**Extracted text**
__________________________________________________

EANM Pediatric Dose Estimator
Use this calculator to estimate administered activity using an EANM-style weight multiplier or a simple linear scaling model. Enter your local protocol values and review the result before clinical use.
View EANM multiplier reference points used by this calculator
| Weight (kg) | Multiplier | Weight (kg) | Multiplier | Weight (kg) | Multiplier |
|---|---|---|---|---|---|
| 3 | 0.10 | 16 | 0.40 | 34 | 0.68 |
| 4 | 0.14 | 18 | 0.44 | 36 | 0.71 |
| 6 | 0.19 | 20 | 0.46 | 40 | 0.76 |
| 8 | 0.23 | 22 | 0.50 | 44 | 0.80 |
| 10 | 0.27 | 24 | 0.53 | 50 | 0.88 |
| 12 | 0.32 | 26 | 0.56 | 60 | 0.98 |
| 14 | 0.36 | 30 | 0.62 | 70 | 1.00 |
What an EANM dose calculator does
An EANM dose calculator helps convert a standard reference activity into a patient-specific activity, most commonly for pediatric nuclear medicine. Instead of giving every patient the same fixed MBq value, the dose is adapted to body weight using a multiplier curve.
This approach supports the core principle of nuclear medicine dosing: use enough activity for diagnostic quality while minimizing unnecessary radiation exposure.

__________________________________________________

**Data listing**

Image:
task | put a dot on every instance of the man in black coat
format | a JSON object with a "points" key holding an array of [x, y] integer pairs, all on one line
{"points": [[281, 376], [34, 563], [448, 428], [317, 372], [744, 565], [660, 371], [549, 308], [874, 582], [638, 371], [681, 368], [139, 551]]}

__________________________________________________

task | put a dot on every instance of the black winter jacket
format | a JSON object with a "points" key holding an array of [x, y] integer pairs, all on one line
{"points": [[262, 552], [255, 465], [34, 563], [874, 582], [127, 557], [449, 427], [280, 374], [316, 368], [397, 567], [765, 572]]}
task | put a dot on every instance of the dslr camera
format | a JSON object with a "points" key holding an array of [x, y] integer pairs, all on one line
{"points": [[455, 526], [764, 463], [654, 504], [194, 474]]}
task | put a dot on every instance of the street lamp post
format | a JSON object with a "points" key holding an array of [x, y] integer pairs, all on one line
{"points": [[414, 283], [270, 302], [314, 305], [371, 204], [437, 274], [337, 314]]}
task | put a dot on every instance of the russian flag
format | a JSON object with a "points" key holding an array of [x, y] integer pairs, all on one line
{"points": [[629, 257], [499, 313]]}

__________________________________________________

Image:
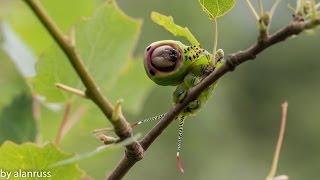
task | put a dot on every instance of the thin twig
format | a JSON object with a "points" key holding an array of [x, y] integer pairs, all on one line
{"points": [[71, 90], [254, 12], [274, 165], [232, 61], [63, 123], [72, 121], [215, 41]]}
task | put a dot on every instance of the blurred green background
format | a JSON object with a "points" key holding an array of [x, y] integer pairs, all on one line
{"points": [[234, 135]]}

__________________________________________________

**Your tasks**
[a] According to the EANM dose estimator text, what is the dose adapted to instead of giving every patient the same fixed MBq value?
[b] Return everything in the EANM dose estimator text from "View EANM multiplier" down to "unnecessary radiation exposure.".
[c] Summarize the EANM dose estimator text in two sentences.

**Answers by task**
[a] Body weight, using a multiplier curve.

[b]
View EANM multiplier reference points used by this calculator
| Weight (kg) | Multiplier | Weight (kg) | Multiplier | Weight (kg) | Multiplier |
|---|---|---|---|---|---|
| 3 | 0.10 | 16 | 0.40 | 34 | 0.68 |
| 4 | 0.14 | 18 | 0.44 | 36 | 0.71 |
| 6 | 0.19 | 20 | 0.46 | 40 | 0.76 |
| 8 | 0.23 | 22 | 0.50 | 44 | 0.80 |
| 10 | 0.27 | 24 | 0.53 | 50 | 0.88 |
| 12 | 0.32 | 26 | 0.56 | 60 | 0.98 |
| 14 | 0.36 | 30 | 0.62 | 70 | 1.00 |
What an EANM dose calculator does
An EANM dose calculator helps convert a standard reference activity into a patient-specific activity, most commonly for pediatric nuclear medicine. Instead of giving every patient the same fixed MBq value, the dose is adapted to body weight using a multiplier curve.
This approach supports the core principle of nuclear medicine dosing: use enough activity for diagnostic quality while minimizing unnecessary radiation exposure.

[c] An EANM dose calculator converts a standard reference activity into a patient-specific activity, most commonly for pediatric nuclear medicine, by adapting the dose to body weight with a multiplier curve. This approach supports the principle of using enough activity for diagnostic quality while minimizing unnecessary radiation exposure.